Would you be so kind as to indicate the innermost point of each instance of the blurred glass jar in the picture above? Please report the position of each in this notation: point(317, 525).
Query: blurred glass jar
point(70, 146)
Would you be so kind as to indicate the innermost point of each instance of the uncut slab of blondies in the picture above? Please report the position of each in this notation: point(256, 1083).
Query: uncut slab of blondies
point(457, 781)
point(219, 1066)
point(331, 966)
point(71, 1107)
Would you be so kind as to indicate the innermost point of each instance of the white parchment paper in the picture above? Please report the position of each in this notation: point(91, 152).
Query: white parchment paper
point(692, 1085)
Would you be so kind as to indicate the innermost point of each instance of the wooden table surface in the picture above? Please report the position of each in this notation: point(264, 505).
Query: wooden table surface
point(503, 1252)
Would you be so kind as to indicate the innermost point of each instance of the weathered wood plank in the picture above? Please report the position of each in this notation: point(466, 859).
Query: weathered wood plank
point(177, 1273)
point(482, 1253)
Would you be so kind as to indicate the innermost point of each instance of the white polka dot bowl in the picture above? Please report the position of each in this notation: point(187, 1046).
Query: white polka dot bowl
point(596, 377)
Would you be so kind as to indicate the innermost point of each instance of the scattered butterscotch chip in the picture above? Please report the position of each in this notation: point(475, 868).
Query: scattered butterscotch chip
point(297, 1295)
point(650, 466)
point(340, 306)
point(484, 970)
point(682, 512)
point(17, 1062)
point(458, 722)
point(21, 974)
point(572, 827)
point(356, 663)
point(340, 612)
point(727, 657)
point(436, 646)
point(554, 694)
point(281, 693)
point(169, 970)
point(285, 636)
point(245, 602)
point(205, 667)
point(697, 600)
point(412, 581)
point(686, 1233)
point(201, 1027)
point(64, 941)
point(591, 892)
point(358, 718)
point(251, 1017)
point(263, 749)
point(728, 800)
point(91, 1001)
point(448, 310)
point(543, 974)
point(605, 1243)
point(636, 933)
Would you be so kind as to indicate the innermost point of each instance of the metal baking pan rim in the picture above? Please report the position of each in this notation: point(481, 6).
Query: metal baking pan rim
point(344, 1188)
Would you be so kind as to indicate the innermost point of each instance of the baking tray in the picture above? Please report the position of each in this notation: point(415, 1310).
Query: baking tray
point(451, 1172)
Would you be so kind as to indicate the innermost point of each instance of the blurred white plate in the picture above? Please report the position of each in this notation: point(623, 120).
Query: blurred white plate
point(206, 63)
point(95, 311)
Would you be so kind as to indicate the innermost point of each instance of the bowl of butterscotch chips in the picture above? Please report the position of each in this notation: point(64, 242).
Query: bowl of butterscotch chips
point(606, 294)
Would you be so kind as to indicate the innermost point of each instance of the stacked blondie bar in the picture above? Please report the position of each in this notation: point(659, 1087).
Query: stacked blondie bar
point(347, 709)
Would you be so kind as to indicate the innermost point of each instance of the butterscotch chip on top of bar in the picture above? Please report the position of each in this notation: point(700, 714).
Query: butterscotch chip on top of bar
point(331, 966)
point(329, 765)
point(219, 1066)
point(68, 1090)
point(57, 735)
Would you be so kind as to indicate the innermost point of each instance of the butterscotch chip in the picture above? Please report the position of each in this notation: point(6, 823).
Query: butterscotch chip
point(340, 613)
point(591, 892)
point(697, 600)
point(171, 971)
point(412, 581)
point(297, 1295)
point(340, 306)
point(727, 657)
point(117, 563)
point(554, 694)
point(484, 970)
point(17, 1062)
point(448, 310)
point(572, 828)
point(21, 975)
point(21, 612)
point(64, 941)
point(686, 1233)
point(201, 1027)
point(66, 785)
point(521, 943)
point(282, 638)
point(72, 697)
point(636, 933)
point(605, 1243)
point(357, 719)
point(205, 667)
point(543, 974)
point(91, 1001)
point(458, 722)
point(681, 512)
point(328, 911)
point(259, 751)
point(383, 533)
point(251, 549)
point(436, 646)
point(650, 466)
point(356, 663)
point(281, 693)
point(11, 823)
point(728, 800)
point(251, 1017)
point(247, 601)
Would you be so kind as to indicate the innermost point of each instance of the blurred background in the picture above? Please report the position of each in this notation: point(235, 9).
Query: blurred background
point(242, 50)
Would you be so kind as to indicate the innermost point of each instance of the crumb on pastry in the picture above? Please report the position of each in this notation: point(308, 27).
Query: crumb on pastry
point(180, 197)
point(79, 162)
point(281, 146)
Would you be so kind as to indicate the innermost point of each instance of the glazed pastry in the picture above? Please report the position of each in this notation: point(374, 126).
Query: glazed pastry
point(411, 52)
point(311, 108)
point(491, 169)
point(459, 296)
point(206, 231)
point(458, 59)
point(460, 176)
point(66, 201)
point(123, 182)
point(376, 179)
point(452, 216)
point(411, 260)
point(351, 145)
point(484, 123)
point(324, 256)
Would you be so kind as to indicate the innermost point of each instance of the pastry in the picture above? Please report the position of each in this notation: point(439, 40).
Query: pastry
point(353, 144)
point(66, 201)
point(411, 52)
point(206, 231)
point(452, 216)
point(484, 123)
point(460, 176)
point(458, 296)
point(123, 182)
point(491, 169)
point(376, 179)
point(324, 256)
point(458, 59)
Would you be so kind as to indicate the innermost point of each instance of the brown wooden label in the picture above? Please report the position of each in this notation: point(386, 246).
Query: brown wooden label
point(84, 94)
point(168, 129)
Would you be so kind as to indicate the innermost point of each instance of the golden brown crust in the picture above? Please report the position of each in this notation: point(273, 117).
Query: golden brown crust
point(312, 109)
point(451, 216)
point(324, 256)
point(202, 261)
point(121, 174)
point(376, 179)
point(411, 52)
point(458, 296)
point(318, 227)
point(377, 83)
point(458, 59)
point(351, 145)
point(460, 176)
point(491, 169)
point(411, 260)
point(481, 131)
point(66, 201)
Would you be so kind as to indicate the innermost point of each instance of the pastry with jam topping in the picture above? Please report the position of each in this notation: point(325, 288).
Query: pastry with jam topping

## Written exercise
Rescale the records from the line that has "notation: point(700, 714)." through the line that has "point(57, 735)", and give only those lines again, requests included. Multiply each point coordinate in the answers by 0.45 and round to whole numbers, with halves rounding up, but leave the requests and their sample points unchanged.

## Answer to this exercise
Would you be so kind as to indicate the innermost point of each instance of the butterscotch chip on top of bar in the picture above? Please report the position of each in this notation: point(700, 714).
Query: butterscotch chip on top of bar
point(149, 435)
point(148, 344)
point(99, 480)
point(31, 491)
point(26, 331)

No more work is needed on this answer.